Stated problem A: Summarize the Sindhi cap text in two sentences.
Stated problem B: Print the passage of the Sindhi cap text starting at "In Sindhi culture, the" and ending at "division of Sindh.", with every word unchanged.

Text block:
======

The Sindhi cap, also known as the Sindhī ṭopī () rarely known as the Sindhi Kufi (), is a skullcap worn predominantly by Sindhis in Sindh, Pakistan. Together with Ajrak, the Sindhi cap is regarded as an essential part of Sindhi, Saraiki and Balochi culture.

History 

The Sindhi cap originated during the time of the Kalhoras, but came into general use under the Talpurs. It was widely worn in Sindh by all except religious persons, who wore the turban. It was primarily associated with the higher classes, both Sindhi Muslims and Sindhi Hindus, specially the Amil caste.

In Sindhi culture, the Sindhi cap is often given as a gift or as a sign of respect, along with the traditional Ajrak. Hand-woven Sindhi caps are a product of hard labour, and are primarily produced in Tharparkar, Umerkot, Sanghar and other districts of the Mirpurkhas division of Sindh.

======

Given entries:

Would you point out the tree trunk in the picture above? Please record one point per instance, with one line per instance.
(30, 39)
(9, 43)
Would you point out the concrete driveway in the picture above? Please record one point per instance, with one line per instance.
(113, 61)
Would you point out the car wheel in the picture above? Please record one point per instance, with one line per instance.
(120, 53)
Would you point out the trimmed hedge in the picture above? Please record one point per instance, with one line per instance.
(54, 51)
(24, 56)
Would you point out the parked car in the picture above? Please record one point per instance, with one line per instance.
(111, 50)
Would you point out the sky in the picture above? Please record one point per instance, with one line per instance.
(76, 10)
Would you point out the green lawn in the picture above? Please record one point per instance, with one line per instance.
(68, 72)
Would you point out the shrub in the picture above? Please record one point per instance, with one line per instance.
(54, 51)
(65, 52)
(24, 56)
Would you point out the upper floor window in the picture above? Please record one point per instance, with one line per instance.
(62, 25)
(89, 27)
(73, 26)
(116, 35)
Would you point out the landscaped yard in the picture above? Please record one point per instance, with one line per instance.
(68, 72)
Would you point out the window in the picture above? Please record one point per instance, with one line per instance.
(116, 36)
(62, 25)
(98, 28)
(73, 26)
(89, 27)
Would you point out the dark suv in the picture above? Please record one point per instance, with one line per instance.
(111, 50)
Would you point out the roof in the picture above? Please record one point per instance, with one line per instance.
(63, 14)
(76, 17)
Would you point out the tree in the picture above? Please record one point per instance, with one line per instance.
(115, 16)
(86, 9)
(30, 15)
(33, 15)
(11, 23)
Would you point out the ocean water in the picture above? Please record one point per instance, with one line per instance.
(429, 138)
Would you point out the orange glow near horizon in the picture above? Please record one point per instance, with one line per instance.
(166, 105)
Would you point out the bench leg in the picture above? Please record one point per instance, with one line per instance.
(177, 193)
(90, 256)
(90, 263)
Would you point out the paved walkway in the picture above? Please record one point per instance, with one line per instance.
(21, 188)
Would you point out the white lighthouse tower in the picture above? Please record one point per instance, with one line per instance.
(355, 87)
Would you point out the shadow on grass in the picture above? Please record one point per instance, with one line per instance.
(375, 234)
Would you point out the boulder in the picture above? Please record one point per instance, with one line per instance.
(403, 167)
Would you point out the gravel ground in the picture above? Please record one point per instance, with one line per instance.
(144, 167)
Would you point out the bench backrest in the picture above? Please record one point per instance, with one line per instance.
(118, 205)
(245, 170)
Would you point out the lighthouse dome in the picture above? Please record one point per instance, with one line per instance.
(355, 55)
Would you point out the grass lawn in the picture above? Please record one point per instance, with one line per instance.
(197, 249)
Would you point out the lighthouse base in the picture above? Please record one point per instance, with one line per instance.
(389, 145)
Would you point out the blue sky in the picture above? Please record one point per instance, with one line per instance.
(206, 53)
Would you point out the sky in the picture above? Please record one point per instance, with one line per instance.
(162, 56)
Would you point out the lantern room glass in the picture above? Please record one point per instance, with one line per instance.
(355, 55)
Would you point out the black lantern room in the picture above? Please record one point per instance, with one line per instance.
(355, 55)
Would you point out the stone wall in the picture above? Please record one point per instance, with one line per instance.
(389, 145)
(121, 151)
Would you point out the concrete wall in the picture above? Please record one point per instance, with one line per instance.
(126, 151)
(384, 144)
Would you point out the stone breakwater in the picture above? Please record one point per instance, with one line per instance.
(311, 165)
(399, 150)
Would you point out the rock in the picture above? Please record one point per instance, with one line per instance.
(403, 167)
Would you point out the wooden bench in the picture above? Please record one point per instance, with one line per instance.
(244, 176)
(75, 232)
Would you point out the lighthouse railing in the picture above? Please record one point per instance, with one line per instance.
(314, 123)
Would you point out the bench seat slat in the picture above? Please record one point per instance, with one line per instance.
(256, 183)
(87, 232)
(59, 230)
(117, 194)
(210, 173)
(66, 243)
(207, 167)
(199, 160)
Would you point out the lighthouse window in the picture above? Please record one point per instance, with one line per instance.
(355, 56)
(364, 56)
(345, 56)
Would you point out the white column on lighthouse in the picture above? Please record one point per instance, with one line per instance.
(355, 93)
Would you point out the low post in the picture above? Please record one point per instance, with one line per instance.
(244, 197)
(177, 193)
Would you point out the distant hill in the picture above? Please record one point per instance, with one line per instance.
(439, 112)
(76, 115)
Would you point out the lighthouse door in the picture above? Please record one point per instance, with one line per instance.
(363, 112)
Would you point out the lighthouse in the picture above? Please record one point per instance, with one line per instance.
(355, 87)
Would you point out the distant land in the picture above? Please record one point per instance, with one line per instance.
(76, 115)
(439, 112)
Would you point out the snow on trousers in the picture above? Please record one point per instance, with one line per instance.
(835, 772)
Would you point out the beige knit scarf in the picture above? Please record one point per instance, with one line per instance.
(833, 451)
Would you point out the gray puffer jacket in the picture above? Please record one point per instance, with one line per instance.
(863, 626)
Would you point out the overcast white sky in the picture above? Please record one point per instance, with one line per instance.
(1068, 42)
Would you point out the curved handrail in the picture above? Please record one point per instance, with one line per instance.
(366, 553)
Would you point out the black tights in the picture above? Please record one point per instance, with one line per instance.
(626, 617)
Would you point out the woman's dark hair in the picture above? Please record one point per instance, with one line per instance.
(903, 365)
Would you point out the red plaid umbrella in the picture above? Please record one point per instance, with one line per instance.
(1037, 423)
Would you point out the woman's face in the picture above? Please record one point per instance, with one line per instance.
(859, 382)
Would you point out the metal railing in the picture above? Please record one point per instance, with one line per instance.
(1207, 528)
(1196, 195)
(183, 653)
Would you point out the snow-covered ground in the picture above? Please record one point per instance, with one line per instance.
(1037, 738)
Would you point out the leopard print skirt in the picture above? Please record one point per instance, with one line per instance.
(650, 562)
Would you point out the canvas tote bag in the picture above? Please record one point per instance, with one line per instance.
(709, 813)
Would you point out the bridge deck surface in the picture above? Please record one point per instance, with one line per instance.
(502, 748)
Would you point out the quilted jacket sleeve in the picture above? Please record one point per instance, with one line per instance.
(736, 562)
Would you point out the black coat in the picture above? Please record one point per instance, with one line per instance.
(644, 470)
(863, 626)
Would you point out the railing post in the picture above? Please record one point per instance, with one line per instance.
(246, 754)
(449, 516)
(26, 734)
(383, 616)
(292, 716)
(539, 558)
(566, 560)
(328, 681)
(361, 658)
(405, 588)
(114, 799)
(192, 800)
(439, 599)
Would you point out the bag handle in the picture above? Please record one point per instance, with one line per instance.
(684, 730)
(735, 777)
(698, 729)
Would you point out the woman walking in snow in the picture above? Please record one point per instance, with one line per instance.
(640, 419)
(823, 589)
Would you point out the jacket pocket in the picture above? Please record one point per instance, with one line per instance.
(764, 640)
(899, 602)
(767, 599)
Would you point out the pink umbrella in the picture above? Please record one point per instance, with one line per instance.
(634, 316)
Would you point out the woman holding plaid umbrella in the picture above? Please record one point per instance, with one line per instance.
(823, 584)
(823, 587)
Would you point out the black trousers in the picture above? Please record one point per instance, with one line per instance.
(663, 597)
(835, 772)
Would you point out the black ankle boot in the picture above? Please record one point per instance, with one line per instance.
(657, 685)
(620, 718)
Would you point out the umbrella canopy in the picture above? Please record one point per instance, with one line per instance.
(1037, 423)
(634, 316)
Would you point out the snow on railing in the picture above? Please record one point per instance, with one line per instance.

======

Full solution A: The Sindhi cap is a skullcap worn mainly by Sindhis in Sindh, Pakistan, and together with Ajrak it is regarded as an essential part of Sindhi, Saraiki and Balochi culture. It originated under the Kalhoras, came into general use under the Talpurs, is often given as a gift or sign of respect, and is hand-woven mainly in districts of the Mirpurkhas division of Sindh.

Full solution B:
In Sindhi culture, the Sindhi cap is often given as a gift or as a sign of respect, along with the traditional Ajrak. Hand-woven Sindhi caps are a product of hard labour, and are primarily produced in Tharparkar, Umerkot, Sanghar and other districts of the Mirpurkhas division of Sindh.